Dataset entries
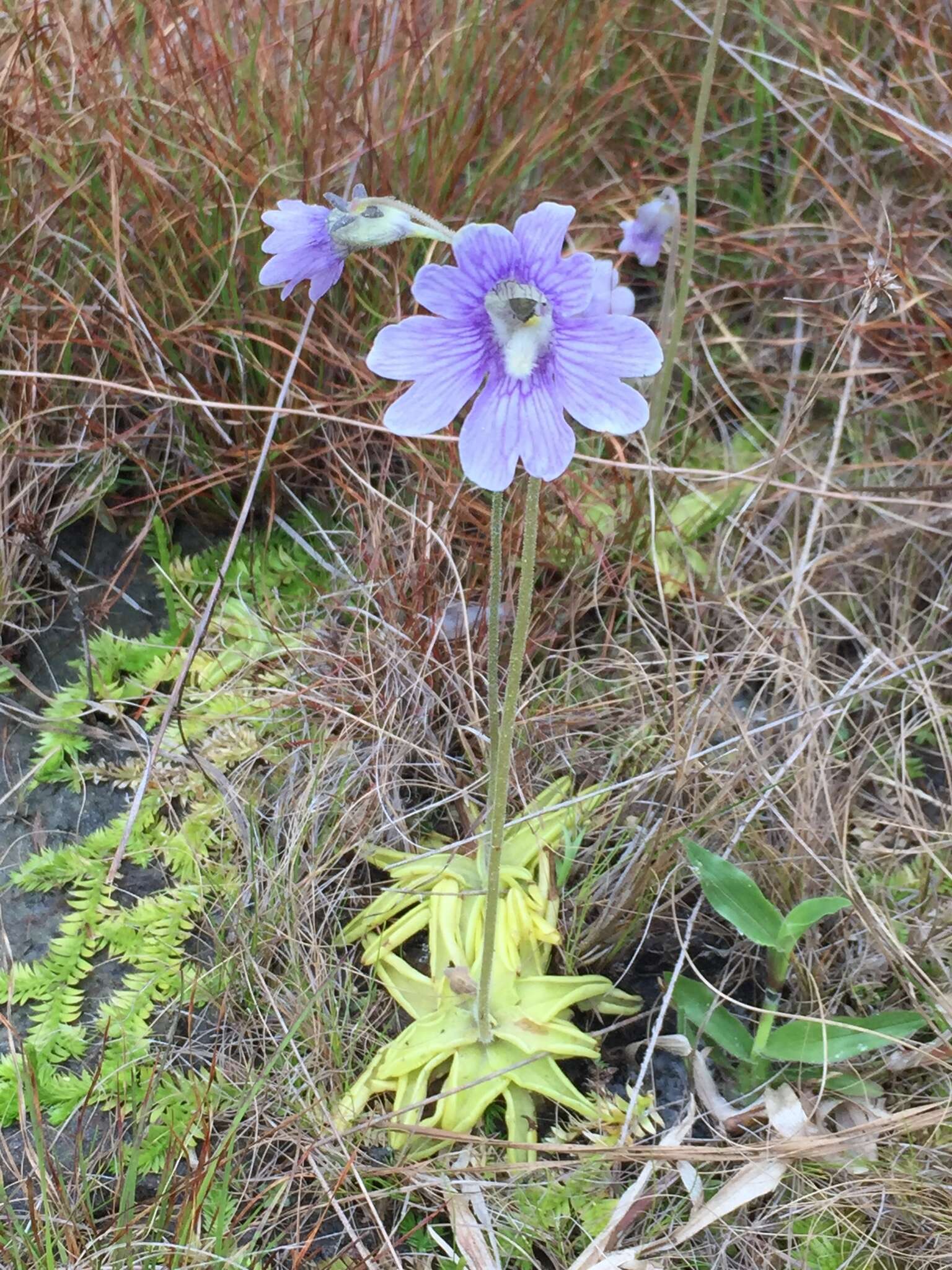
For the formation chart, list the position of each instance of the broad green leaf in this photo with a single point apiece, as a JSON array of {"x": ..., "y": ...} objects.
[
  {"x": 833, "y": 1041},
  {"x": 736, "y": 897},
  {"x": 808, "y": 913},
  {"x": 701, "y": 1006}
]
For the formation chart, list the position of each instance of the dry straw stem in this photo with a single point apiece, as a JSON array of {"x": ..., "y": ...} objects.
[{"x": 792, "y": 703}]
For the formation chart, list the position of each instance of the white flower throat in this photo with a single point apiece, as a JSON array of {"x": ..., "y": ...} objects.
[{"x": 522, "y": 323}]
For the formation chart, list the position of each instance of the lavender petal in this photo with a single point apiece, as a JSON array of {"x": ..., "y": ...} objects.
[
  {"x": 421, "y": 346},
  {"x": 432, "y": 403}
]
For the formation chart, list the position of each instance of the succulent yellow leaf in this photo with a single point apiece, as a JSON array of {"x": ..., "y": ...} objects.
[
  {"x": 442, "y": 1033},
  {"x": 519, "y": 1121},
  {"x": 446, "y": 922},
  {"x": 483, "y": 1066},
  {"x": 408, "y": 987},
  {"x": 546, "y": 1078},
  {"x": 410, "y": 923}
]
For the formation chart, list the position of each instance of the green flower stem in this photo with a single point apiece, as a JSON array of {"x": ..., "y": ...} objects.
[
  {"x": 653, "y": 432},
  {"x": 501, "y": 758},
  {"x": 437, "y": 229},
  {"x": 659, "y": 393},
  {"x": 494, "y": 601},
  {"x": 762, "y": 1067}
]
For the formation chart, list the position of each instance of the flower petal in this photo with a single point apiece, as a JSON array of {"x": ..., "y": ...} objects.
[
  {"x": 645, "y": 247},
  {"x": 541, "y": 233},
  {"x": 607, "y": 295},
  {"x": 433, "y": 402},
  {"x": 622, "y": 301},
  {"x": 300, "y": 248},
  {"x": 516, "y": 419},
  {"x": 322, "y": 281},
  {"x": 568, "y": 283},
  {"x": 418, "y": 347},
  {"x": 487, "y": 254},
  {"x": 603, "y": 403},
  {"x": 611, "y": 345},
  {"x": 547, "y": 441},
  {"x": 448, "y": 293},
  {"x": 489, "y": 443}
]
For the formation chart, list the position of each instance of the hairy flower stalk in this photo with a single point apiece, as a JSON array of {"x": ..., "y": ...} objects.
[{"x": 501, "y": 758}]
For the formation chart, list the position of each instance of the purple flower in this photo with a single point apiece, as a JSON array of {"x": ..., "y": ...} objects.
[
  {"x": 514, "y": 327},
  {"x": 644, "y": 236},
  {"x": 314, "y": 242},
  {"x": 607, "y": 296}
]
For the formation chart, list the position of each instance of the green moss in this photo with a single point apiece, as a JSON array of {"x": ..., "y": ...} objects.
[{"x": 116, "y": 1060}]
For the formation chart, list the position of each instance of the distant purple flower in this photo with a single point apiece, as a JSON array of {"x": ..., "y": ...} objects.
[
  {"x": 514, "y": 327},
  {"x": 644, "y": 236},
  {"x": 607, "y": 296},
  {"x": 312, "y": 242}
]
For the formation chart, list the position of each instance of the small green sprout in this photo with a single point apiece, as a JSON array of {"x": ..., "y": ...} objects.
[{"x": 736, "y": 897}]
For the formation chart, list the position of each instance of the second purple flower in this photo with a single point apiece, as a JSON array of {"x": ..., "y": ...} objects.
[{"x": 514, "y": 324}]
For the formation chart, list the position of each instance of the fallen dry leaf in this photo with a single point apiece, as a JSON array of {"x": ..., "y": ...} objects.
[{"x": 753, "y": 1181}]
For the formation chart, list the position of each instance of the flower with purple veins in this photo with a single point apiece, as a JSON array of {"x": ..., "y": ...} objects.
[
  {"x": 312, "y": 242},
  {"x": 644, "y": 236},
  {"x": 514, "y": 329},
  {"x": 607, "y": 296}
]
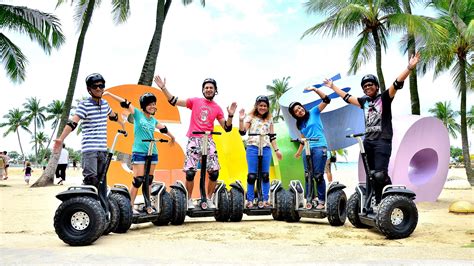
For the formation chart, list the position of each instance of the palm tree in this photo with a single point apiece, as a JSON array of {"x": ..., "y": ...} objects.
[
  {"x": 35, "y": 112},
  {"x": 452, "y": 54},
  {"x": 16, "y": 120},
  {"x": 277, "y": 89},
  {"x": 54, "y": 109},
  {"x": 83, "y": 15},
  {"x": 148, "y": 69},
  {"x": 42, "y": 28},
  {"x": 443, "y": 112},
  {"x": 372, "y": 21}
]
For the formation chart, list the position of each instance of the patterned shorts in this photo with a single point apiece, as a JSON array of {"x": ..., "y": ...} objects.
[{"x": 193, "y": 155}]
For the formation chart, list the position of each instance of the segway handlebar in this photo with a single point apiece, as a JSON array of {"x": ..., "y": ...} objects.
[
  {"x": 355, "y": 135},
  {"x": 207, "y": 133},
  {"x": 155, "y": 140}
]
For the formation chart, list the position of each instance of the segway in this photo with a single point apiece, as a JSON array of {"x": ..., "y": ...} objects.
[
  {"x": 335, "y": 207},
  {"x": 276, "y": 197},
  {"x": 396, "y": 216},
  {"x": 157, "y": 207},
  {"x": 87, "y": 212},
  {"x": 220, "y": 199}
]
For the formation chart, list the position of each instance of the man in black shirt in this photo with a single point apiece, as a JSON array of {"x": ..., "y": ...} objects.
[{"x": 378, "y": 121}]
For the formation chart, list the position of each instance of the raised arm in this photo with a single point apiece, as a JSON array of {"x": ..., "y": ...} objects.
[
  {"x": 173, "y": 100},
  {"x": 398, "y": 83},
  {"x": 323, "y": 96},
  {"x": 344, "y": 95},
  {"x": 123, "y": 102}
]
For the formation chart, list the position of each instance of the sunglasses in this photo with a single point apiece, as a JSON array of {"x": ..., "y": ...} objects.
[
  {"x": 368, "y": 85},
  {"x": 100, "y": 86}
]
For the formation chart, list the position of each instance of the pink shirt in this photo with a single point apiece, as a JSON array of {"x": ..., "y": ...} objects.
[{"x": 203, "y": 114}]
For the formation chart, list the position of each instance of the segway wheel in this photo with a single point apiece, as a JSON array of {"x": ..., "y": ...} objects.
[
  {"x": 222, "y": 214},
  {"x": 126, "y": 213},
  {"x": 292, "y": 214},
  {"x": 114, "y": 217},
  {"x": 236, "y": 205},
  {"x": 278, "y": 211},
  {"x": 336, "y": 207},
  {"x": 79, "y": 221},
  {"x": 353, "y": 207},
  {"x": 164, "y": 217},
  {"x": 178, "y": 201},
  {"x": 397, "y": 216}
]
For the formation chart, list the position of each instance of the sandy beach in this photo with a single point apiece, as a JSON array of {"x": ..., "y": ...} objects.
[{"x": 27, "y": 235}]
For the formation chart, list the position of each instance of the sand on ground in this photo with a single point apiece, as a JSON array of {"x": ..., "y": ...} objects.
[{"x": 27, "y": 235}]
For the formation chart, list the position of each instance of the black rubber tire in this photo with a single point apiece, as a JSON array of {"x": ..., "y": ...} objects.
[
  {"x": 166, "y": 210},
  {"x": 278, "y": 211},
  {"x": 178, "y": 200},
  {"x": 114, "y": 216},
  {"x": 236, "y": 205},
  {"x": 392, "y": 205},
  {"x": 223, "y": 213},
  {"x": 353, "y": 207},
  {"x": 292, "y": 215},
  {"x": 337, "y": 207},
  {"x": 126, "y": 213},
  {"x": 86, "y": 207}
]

--- Problem details ---
In the copy, include no pictures; otherwise transcribe the entries exactly.

--- Solution to this exercise ---
For the formation chart, list the position of each instance of the broad green leaf in this photo with a single point apiece, as a JSON array of {"x": ..., "y": ...} objects.
[
  {"x": 833, "y": 1041},
  {"x": 736, "y": 897},
  {"x": 808, "y": 913},
  {"x": 701, "y": 1006}
]
For the formation chart, list the position of each instance of the dry straw stem in this photo with a single point apiece, as a JSON array of {"x": ..., "y": ...} objects.
[{"x": 792, "y": 703}]
For the formation chart, list the position of each instance of the white flower throat in this photo with a single point apiece, as a JSON array of {"x": ..., "y": ...} objects.
[{"x": 522, "y": 323}]
For the formation chart, list the position of each instance of the lavender petal in this photo with a single point apiece, as a JSON array of {"x": ..., "y": ...} objects.
[
  {"x": 421, "y": 346},
  {"x": 432, "y": 403}
]
For the formation chart, list the position of each instance of the succulent yellow leaf in this photo with a single point apiece, as a JSON array of {"x": ..., "y": ...} objects.
[
  {"x": 442, "y": 1033},
  {"x": 519, "y": 1121},
  {"x": 446, "y": 922},
  {"x": 483, "y": 1066},
  {"x": 408, "y": 987},
  {"x": 546, "y": 1078},
  {"x": 410, "y": 923}
]
For the formation chart, list the position of each instance of the green flower stem in this photo with a single point apiece, as a JSON array of {"x": ..., "y": ...} objects.
[
  {"x": 653, "y": 432},
  {"x": 501, "y": 758},
  {"x": 437, "y": 229},
  {"x": 659, "y": 393},
  {"x": 494, "y": 601},
  {"x": 762, "y": 1067}
]
For the formation chart, list the position of each instance of the flower petal in this photo with a single point apiece, as a JSON array of {"x": ..., "y": ...} objects.
[
  {"x": 645, "y": 247},
  {"x": 541, "y": 233},
  {"x": 607, "y": 295},
  {"x": 433, "y": 402},
  {"x": 622, "y": 301},
  {"x": 300, "y": 248},
  {"x": 516, "y": 419},
  {"x": 322, "y": 281},
  {"x": 568, "y": 283},
  {"x": 418, "y": 347},
  {"x": 487, "y": 254},
  {"x": 603, "y": 403},
  {"x": 611, "y": 345},
  {"x": 547, "y": 441},
  {"x": 448, "y": 293},
  {"x": 489, "y": 443}
]
For the formation chart, list the position of each instance of the hairy flower stalk in this photo with a single point apiece, as a JSON array of {"x": ..., "y": ...} objects.
[{"x": 501, "y": 758}]
For the formation chart, list the position of each instance of the purple flower in this photo with a single point apiece, as a JSON array of {"x": ..., "y": ...} objects.
[
  {"x": 514, "y": 327},
  {"x": 644, "y": 236},
  {"x": 314, "y": 242},
  {"x": 607, "y": 296}
]
For the formation chart, list the position of each instance of the green moss in this photo with a single point apiece, as a JSON array of {"x": ..., "y": ...} objects.
[{"x": 116, "y": 1060}]
For the formation chart, list the position of each instance of the distant purple flower in this photo with a single point apiece, as a JSON array of {"x": ..., "y": ...} objects.
[
  {"x": 514, "y": 327},
  {"x": 644, "y": 236},
  {"x": 607, "y": 296},
  {"x": 312, "y": 242}
]
For the formation chart, list the position of each instance of the small green sprout in this photo with a single point apiece, as a JSON array of {"x": ..., "y": ...} objects.
[{"x": 736, "y": 897}]
For the formation chart, list the position of each instance of the second purple flower in this photo with a single point apiece, as a JSON array of {"x": ..., "y": ...} objects.
[{"x": 514, "y": 324}]
For the formation chart, list the position of each instance of the fallen dry leaf in this photo with a single point apiece, as a JSON array of {"x": ..., "y": ...} objects.
[{"x": 753, "y": 1181}]
For the formation chart, list the position of each instance of the flower with purple veins in this photo with a single point apiece, as a JSON array of {"x": ..., "y": ...} objects.
[
  {"x": 312, "y": 242},
  {"x": 644, "y": 236},
  {"x": 514, "y": 329},
  {"x": 607, "y": 296}
]
For the formation chart, list the position of each instance of the palm tree in this photo with a single point apiece, as a JSON array of {"x": ..., "y": ...} objects.
[
  {"x": 35, "y": 112},
  {"x": 452, "y": 54},
  {"x": 16, "y": 120},
  {"x": 277, "y": 89},
  {"x": 54, "y": 109},
  {"x": 83, "y": 15},
  {"x": 148, "y": 69},
  {"x": 42, "y": 28},
  {"x": 443, "y": 112},
  {"x": 372, "y": 21}
]
For the formation chart, list the position of each instance of the patterned shorts in this photo with a single point apiece, as a JSON array of {"x": ..., "y": ...} objects.
[{"x": 193, "y": 155}]
For the formation chart, list the position of each instance of the segway handlebar in this photo with a single point apiece, as a JSON array of {"x": ..., "y": ...} objects.
[
  {"x": 355, "y": 135},
  {"x": 207, "y": 133},
  {"x": 155, "y": 140}
]
For the formation chart, list the position of each instance of the segway in this photo with a single point apiece, as a JSON array of {"x": ..., "y": ...} objects.
[
  {"x": 335, "y": 207},
  {"x": 276, "y": 197},
  {"x": 396, "y": 216},
  {"x": 157, "y": 207},
  {"x": 87, "y": 212},
  {"x": 220, "y": 199}
]
For the formation chart, list the position of each instance of the man in black shirt in this photo with a single point apiece, as a JSON array of {"x": ..., "y": ...} objects.
[{"x": 378, "y": 121}]
For the formation chart, list the position of each instance of the raised arm in this photo with a single point apiece, as a JSON array of {"x": ..., "y": ...} objects.
[
  {"x": 173, "y": 100},
  {"x": 398, "y": 83},
  {"x": 323, "y": 96},
  {"x": 344, "y": 95},
  {"x": 123, "y": 102}
]
For the formation chart, list the position of each instance of the sunglasses in this photo with a single point apiece, as a JSON array of {"x": ..., "y": ...} objects.
[
  {"x": 368, "y": 85},
  {"x": 100, "y": 86}
]
For the formation chart, list the position of each instance of the pink shirt in this photo with a single point apiece, as a JSON array of {"x": ..., "y": ...} objects.
[{"x": 203, "y": 114}]
For the formation chart, list the position of each instance of the segway wheel in this photo with a single point apiece, as a JSON array of {"x": ..., "y": ...} objects.
[
  {"x": 222, "y": 214},
  {"x": 126, "y": 213},
  {"x": 292, "y": 214},
  {"x": 114, "y": 217},
  {"x": 236, "y": 205},
  {"x": 278, "y": 211},
  {"x": 336, "y": 207},
  {"x": 79, "y": 221},
  {"x": 353, "y": 207},
  {"x": 164, "y": 217},
  {"x": 178, "y": 201},
  {"x": 397, "y": 216}
]
For the formation chart, list the position of each instance of the sandy beach in this photo with a single point apiece, as a JSON array of {"x": ..., "y": ...} objects.
[{"x": 27, "y": 235}]
For the formation chart, list the position of each instance of the sand on ground in this photo with a single point apiece, as a JSON array of {"x": ..., "y": ...} objects.
[{"x": 27, "y": 235}]
For the formation chart, list the position of each instance of the black rubber tire in this photo with a single point apiece, as a JSON array of {"x": ..., "y": ...} objects.
[
  {"x": 166, "y": 210},
  {"x": 278, "y": 211},
  {"x": 178, "y": 200},
  {"x": 114, "y": 216},
  {"x": 236, "y": 205},
  {"x": 392, "y": 205},
  {"x": 223, "y": 213},
  {"x": 353, "y": 207},
  {"x": 292, "y": 215},
  {"x": 337, "y": 207},
  {"x": 126, "y": 213},
  {"x": 86, "y": 207}
]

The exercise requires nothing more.